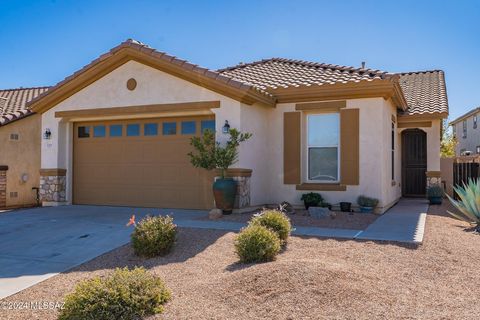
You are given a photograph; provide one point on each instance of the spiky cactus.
(469, 203)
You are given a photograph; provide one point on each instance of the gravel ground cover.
(338, 219)
(312, 279)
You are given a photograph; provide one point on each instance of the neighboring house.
(467, 132)
(19, 147)
(117, 131)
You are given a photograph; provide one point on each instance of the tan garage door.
(140, 163)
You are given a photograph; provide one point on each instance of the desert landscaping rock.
(318, 212)
(215, 214)
(313, 279)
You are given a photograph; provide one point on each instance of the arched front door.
(414, 163)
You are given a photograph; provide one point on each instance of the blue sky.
(44, 41)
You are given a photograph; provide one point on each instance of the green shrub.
(154, 236)
(126, 294)
(469, 203)
(257, 244)
(311, 199)
(435, 191)
(274, 220)
(364, 201)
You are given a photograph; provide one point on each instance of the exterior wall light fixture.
(226, 127)
(47, 134)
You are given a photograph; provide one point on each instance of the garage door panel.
(151, 171)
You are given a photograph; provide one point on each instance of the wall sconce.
(24, 178)
(226, 127)
(47, 134)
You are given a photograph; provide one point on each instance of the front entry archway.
(414, 163)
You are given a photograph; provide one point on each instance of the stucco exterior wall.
(153, 87)
(472, 140)
(254, 153)
(391, 188)
(22, 156)
(373, 140)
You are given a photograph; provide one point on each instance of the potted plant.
(367, 204)
(435, 194)
(311, 199)
(209, 154)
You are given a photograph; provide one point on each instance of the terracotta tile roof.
(13, 103)
(270, 74)
(425, 92)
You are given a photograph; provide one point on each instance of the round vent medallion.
(131, 84)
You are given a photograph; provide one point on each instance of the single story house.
(117, 131)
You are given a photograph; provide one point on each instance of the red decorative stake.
(131, 221)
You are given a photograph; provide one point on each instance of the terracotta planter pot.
(224, 193)
(435, 200)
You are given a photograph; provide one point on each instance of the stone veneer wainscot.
(53, 185)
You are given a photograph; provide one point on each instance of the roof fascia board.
(368, 89)
(422, 117)
(97, 70)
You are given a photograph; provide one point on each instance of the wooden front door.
(414, 163)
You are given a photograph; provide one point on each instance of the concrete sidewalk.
(39, 243)
(405, 222)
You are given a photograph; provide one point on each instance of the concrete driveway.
(38, 243)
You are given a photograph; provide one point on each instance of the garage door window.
(116, 130)
(150, 129)
(133, 130)
(169, 128)
(188, 127)
(208, 125)
(99, 131)
(83, 132)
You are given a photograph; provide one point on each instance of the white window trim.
(306, 147)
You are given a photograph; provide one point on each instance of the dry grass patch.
(313, 278)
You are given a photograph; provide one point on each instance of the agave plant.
(469, 203)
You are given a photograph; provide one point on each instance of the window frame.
(307, 149)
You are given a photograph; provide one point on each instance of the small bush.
(126, 294)
(364, 201)
(257, 244)
(276, 221)
(154, 236)
(435, 191)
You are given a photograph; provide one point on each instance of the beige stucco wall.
(375, 117)
(22, 157)
(254, 153)
(446, 167)
(153, 87)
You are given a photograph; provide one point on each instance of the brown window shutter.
(349, 146)
(291, 147)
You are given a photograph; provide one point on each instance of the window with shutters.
(323, 132)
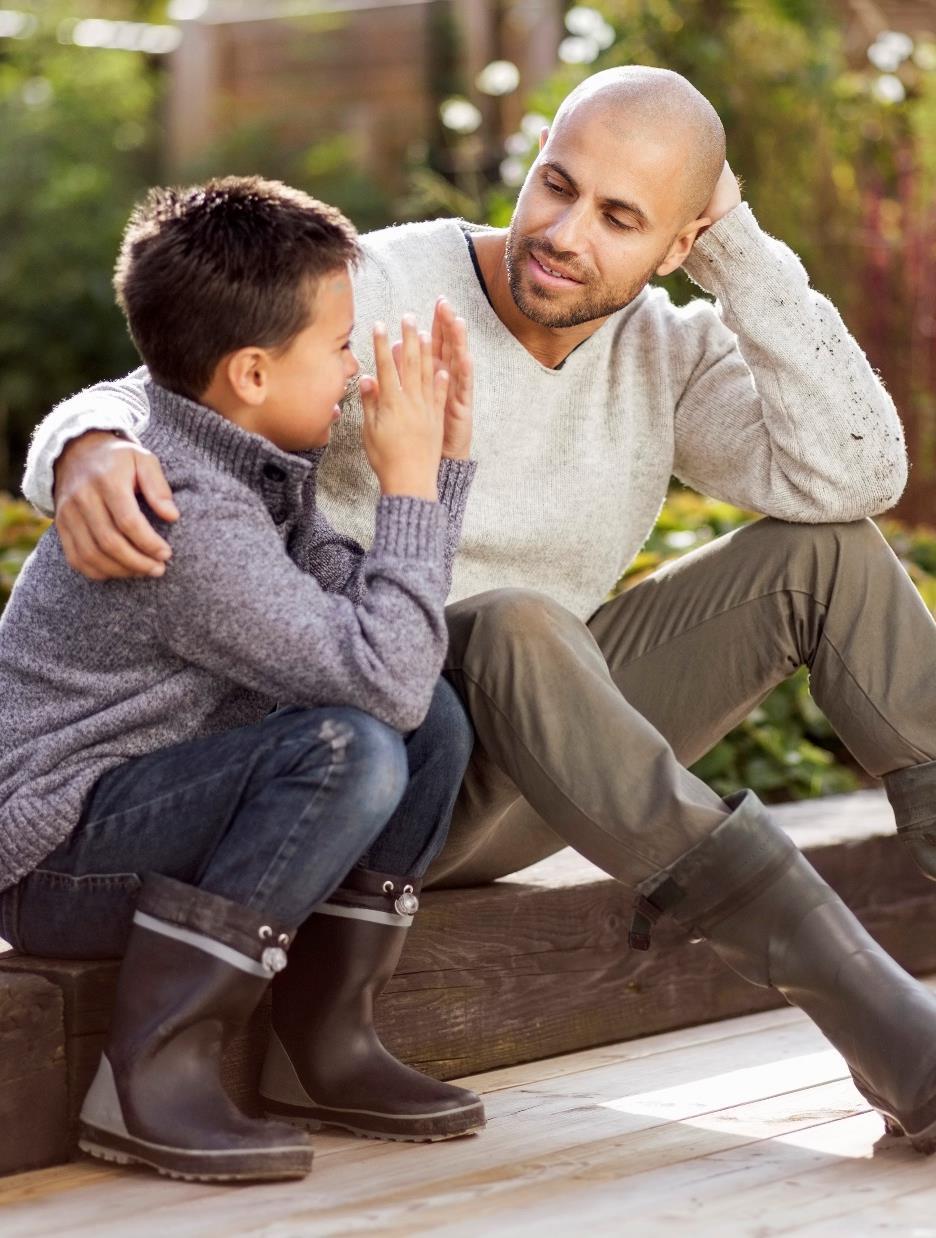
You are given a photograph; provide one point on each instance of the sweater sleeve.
(339, 562)
(120, 405)
(234, 603)
(781, 412)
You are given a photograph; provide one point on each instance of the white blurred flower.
(513, 171)
(889, 88)
(37, 92)
(516, 144)
(187, 10)
(925, 56)
(16, 25)
(459, 114)
(889, 50)
(531, 124)
(582, 20)
(578, 51)
(499, 77)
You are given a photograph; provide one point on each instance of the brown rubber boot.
(195, 968)
(913, 797)
(326, 1062)
(769, 915)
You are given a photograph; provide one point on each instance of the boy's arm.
(781, 414)
(120, 405)
(234, 603)
(338, 562)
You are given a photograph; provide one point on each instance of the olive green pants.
(585, 729)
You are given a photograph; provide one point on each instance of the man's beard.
(537, 305)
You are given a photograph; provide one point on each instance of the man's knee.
(499, 617)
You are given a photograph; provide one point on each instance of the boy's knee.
(378, 755)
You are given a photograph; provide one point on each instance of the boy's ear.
(248, 374)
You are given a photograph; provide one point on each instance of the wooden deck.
(742, 1128)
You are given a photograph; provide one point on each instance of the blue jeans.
(270, 816)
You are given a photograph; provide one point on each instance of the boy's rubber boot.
(326, 1062)
(195, 968)
(913, 797)
(769, 915)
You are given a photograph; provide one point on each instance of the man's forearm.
(120, 405)
(785, 415)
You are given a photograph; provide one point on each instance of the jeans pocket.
(63, 916)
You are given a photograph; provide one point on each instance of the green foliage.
(20, 529)
(77, 151)
(804, 131)
(785, 749)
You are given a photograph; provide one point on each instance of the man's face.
(596, 217)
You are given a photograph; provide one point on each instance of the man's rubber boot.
(769, 915)
(913, 797)
(326, 1062)
(195, 968)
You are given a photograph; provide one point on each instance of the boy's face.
(306, 381)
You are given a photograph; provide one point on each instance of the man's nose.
(568, 230)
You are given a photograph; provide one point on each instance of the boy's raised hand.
(405, 412)
(450, 353)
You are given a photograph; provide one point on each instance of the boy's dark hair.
(214, 268)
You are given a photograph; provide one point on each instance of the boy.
(150, 800)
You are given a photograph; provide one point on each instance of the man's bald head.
(656, 105)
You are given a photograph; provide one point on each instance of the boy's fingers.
(427, 367)
(411, 369)
(398, 358)
(437, 329)
(383, 360)
(369, 396)
(440, 391)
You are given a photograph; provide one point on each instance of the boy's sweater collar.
(245, 456)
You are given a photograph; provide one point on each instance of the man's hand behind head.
(104, 534)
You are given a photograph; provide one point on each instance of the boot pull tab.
(406, 904)
(274, 957)
(646, 913)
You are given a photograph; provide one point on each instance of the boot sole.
(196, 1166)
(410, 1130)
(924, 1142)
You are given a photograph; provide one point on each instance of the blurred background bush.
(414, 108)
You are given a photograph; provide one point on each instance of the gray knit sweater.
(261, 603)
(763, 400)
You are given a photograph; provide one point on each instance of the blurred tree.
(78, 147)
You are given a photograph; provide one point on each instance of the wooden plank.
(675, 1130)
(32, 1073)
(536, 965)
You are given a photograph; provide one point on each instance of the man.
(592, 391)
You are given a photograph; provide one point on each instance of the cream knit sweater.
(763, 400)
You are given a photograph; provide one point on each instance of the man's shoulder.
(396, 249)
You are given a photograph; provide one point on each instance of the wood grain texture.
(536, 965)
(32, 1073)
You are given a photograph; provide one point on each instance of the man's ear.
(248, 373)
(682, 244)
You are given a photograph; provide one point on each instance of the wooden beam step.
(536, 965)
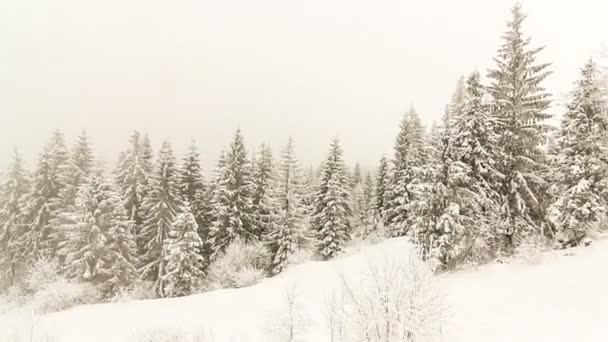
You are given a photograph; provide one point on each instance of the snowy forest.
(494, 178)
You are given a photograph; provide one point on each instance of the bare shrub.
(335, 316)
(530, 250)
(241, 265)
(290, 324)
(51, 292)
(394, 299)
(139, 290)
(62, 295)
(169, 335)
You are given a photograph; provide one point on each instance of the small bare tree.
(335, 315)
(393, 300)
(291, 324)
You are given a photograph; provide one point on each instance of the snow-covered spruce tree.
(437, 218)
(98, 244)
(132, 178)
(356, 176)
(79, 168)
(475, 144)
(456, 214)
(183, 261)
(407, 171)
(233, 198)
(262, 175)
(76, 172)
(161, 206)
(520, 101)
(368, 216)
(12, 190)
(287, 211)
(582, 158)
(193, 190)
(383, 178)
(39, 205)
(331, 210)
(310, 181)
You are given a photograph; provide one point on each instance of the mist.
(312, 70)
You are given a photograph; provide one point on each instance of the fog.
(311, 69)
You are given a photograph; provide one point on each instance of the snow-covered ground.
(564, 298)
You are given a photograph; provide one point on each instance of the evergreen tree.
(39, 205)
(368, 216)
(194, 190)
(161, 206)
(520, 101)
(475, 144)
(12, 190)
(233, 198)
(383, 178)
(356, 177)
(309, 189)
(98, 245)
(262, 176)
(331, 210)
(79, 168)
(133, 179)
(441, 211)
(184, 262)
(582, 158)
(75, 173)
(407, 171)
(287, 213)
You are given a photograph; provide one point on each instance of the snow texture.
(561, 299)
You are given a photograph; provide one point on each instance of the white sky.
(312, 69)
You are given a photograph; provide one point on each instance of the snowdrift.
(561, 299)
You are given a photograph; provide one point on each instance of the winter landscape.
(486, 221)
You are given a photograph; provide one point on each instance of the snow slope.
(561, 299)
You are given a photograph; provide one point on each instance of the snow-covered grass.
(562, 298)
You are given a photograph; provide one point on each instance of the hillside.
(562, 298)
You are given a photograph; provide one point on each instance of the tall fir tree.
(408, 170)
(582, 159)
(368, 215)
(520, 102)
(436, 211)
(194, 189)
(287, 210)
(233, 198)
(75, 173)
(356, 176)
(161, 206)
(132, 177)
(331, 209)
(475, 144)
(13, 188)
(39, 206)
(183, 261)
(99, 246)
(383, 177)
(262, 178)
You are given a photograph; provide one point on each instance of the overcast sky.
(312, 69)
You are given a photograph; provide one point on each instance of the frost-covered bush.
(11, 299)
(172, 336)
(63, 294)
(291, 323)
(302, 255)
(42, 273)
(242, 264)
(395, 299)
(530, 250)
(140, 289)
(50, 292)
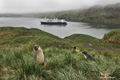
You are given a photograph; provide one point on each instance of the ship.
(54, 22)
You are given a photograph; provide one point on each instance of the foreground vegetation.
(16, 55)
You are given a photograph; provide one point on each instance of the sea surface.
(95, 30)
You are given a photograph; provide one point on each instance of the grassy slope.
(16, 56)
(107, 14)
(113, 35)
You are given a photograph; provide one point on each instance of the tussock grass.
(16, 61)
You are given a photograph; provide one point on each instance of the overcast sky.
(26, 6)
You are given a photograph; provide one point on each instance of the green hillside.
(95, 14)
(16, 56)
(113, 35)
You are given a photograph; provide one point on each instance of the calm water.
(95, 30)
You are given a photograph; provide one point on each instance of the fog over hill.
(34, 6)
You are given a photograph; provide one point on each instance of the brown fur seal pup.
(88, 56)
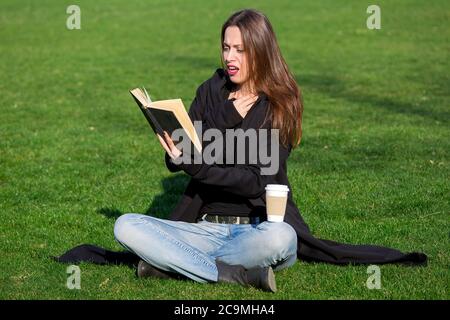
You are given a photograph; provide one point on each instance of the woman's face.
(234, 56)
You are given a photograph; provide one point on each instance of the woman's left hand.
(169, 146)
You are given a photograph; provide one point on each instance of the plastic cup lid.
(276, 187)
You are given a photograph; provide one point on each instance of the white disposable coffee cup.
(276, 200)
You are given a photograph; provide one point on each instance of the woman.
(238, 246)
(217, 232)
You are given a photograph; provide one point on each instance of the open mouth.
(232, 70)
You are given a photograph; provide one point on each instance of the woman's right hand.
(244, 104)
(169, 146)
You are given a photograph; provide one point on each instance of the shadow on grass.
(335, 88)
(162, 204)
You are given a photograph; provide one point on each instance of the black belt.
(215, 218)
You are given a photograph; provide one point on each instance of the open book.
(166, 115)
======
Goal of the exercise = Only the lines from the one containing "the woman's face." through the last line of the material belong in your answer; output them exactly.

Exercise response =
You are given a photograph; provide one point on each instance of the woman's face.
(234, 56)
You are given a photograph; provide one point on each instance of the woman's left hand.
(169, 146)
You are given a photograph; provide one point on each instance of the plastic cup lid.
(276, 187)
You are given a photograph; provide one point on each instance of the white disposable coffee cup.
(276, 200)
You are given a photograph; provide one point on each instance of the woman.
(238, 246)
(217, 232)
You are given a photograph; provide one point on each instance of the open mouth.
(232, 70)
You are given a photograph; provide one point on each instance of the woman's right hand.
(244, 104)
(169, 146)
You are given a photograph; provide one point on each instance of the shadow on grass.
(335, 88)
(162, 204)
You are given a photograph; provide one point on each instance of the black belt.
(215, 218)
You are given a photograph; provide one point on each instance of the open book.
(166, 115)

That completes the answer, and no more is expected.